YOUR OBJECTIVE – Report every line of the material below that contains the word "small". Copy each such line in full.

An excerpt from a dataset
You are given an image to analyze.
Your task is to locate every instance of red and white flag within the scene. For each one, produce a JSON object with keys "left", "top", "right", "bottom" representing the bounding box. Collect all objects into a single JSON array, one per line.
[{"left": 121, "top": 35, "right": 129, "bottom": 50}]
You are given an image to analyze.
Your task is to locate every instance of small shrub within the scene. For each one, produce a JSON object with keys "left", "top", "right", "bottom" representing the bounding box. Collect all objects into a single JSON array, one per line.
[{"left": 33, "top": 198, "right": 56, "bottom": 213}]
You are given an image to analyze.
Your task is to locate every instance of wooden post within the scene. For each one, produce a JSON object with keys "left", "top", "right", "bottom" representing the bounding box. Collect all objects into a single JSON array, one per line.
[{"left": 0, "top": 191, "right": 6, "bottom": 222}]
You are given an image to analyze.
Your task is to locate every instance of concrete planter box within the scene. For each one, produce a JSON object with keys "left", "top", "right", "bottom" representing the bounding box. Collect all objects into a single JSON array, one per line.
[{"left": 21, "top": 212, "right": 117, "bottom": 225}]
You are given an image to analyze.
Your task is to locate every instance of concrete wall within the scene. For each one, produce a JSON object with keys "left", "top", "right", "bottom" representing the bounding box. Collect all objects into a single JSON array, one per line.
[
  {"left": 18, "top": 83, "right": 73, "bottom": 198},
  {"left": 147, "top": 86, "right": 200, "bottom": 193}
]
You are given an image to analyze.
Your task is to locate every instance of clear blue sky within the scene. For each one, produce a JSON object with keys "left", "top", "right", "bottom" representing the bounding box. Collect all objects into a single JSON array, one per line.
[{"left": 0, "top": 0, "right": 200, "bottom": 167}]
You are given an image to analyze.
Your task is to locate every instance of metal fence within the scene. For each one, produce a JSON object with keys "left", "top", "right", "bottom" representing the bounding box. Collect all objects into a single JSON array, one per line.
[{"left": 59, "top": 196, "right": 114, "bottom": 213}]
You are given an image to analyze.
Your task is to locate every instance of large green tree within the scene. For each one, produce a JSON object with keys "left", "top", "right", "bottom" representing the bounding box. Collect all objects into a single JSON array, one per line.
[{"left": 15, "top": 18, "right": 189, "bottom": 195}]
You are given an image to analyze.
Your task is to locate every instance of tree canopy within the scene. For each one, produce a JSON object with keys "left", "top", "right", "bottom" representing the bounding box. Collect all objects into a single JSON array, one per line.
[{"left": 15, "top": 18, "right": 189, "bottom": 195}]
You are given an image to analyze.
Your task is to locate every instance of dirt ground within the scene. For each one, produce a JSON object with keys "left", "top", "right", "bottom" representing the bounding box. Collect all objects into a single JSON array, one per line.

FINAL RESULT –
Your task is to locate every instance of small shrub within the scene. For each one, produce a JSON object with keys "left", "top", "right", "bottom" representing the bounding box. Collect all objects into a single JSON array, one per line.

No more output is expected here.